++++ DOCUMENT TEXT ++++

Geographical Distribution of Top 10 Hashtags

code
# Create geographical maps for top 10 hashtags
df = duckdb.sql("""
WITH hashtag_expanded AS (
    SELECT 
        mid_pos_x,
        mid_pos_y,
        edit_count,
        unnest(hashtags) as hashtag
    FROM '../changeset_data/year=*/month=*/*.parquet'
    WHERE hashtags IS NOT NULL 
      AND mid_pos_x IS NOT NULL 
      AND mid_pos_y IS NOT NULL
),
top_hashtags AS (
    SELECT hashtag
    FROM (
        SELECT
            hashtag,
            SUM(edit_count) as total_edits
        FROM hashtag_expanded
        GROUP BY hashtag
        ORDER BY total_edits DESC
        LIMIT 10
    )
),
hashtag_geo_data AS (
    SELECT 
        he.hashtag,
        he.mid_pos_x as x,
        he.mid_pos_y as y,
        SUM(he.edit_count) as z
    FROM hashtag_expanded he
    WHERE he.hashtag IN (SELECT hashtag FROM top_hashtags)
    GROUP BY he.hashtag, he.mid_pos_x, he.mid_pos_y
)
SELECT * FROM hashtag_geo_data
ORDER BY hashtag, x, y
""").df()

# Create dropdown maps for each hashtag
configs = []
for hashtag in sorted(df["hashtag"].unique()):
    configs.append(
        util.FigureConfig(
            title=f"Edit Distribution - {hashtag}".replace("#", ""),
            x_col="x",
            y_col="y",
            z_col="z",
            query_or_df=df[df["hashtag"] == hashtag],
            plot_type="map",
        )
    )

util.show_figure(configs, type="dropdown")

++++

• _TASK INSTRUCTIONS_:
**1)** In the hashtag map code, what value is passed for the type when the figures are shown?
**2)** Say whether each statement agrees with the hashtag map code, quoting the deciding words: (a) The data is read from parquet files. (b) Hashtags are ranked by how many changesets use them. (c) Rows with a missing mid_pos_x value are kept.

++++ DATA RECORDS ++++

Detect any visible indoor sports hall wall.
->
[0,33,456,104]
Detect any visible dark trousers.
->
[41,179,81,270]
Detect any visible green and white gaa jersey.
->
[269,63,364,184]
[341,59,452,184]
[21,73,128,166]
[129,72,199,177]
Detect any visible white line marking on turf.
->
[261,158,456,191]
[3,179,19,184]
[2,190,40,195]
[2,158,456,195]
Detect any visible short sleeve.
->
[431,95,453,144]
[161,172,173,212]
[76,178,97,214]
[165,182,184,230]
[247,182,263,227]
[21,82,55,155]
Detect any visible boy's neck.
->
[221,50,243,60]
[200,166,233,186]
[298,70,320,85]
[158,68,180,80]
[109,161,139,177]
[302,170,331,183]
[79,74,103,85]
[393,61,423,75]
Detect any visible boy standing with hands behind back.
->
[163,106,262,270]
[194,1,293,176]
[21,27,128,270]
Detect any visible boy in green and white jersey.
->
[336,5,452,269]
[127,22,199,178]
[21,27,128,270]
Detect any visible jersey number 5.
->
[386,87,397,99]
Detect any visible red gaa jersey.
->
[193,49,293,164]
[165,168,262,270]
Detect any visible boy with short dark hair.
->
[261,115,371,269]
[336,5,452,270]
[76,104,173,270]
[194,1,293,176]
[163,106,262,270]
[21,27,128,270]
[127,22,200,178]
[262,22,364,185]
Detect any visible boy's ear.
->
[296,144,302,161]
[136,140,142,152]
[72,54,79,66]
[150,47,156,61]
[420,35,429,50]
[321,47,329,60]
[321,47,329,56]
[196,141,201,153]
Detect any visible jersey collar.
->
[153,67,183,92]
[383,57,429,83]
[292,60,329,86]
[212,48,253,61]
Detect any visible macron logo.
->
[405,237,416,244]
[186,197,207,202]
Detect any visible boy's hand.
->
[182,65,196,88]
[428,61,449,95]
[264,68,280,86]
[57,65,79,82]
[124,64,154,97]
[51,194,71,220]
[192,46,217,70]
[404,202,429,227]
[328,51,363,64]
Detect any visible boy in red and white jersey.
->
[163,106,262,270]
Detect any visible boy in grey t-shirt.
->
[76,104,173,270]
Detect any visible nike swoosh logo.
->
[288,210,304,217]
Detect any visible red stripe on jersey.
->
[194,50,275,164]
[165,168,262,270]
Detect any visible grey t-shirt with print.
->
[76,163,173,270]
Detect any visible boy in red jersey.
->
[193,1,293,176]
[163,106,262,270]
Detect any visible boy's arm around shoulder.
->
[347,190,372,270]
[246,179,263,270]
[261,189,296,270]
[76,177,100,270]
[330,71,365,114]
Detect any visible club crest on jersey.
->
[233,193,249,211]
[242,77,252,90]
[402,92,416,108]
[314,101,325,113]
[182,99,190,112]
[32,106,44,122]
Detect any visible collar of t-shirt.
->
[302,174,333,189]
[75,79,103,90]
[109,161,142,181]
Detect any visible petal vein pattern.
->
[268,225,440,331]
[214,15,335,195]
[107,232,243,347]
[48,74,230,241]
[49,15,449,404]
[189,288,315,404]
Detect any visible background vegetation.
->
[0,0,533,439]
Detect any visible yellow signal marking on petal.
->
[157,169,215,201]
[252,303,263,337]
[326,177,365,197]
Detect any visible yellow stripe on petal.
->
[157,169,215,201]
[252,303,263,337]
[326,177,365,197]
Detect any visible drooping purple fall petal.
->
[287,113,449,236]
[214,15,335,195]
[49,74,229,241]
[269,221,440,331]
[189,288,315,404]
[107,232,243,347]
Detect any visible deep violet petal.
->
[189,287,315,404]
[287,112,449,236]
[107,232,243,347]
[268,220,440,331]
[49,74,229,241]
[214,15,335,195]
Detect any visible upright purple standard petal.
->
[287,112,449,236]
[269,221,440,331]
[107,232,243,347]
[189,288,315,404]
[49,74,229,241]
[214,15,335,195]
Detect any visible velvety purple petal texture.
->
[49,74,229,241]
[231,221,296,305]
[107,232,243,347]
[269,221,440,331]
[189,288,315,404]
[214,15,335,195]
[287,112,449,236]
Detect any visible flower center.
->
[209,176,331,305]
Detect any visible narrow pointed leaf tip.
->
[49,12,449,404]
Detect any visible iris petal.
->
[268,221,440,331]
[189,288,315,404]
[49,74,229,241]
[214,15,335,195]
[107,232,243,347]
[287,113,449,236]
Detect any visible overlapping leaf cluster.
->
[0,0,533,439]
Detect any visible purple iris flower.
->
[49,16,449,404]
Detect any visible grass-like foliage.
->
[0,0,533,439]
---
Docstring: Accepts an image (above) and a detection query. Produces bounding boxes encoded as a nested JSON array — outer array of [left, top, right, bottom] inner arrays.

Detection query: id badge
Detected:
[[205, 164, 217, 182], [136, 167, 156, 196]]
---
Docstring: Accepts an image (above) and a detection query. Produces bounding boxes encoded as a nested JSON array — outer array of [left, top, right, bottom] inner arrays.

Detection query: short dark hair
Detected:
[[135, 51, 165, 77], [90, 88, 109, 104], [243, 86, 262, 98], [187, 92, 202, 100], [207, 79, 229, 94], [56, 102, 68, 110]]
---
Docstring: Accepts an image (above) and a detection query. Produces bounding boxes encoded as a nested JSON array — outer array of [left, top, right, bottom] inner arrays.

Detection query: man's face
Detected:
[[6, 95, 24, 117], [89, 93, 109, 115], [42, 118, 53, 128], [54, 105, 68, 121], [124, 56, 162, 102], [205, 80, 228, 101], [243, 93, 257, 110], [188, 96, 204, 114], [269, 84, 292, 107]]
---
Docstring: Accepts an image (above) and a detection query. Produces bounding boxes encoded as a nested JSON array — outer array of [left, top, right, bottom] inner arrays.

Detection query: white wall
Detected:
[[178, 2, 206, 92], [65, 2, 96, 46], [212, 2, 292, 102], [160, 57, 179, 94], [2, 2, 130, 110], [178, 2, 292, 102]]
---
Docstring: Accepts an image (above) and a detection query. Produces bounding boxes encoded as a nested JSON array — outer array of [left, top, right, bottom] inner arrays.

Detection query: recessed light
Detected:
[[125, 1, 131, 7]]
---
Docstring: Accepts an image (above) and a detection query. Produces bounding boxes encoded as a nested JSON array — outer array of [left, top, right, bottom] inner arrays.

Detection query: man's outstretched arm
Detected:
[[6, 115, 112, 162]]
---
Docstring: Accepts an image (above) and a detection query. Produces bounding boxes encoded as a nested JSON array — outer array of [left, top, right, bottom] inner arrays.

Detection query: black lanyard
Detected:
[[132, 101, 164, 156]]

++++

• _RESPONSES TO THE EXERCISE_:
**1)** "dropdown"

**2)**
(a) Yes: "FROM '../changeset_data/year=*/month=*/*.parquet'"
(b) No: "SUM(edit_count) as total_edits" and "ORDER BY total_edits DESC"
(c) No: "AND mid_pos_x IS NOT NULL"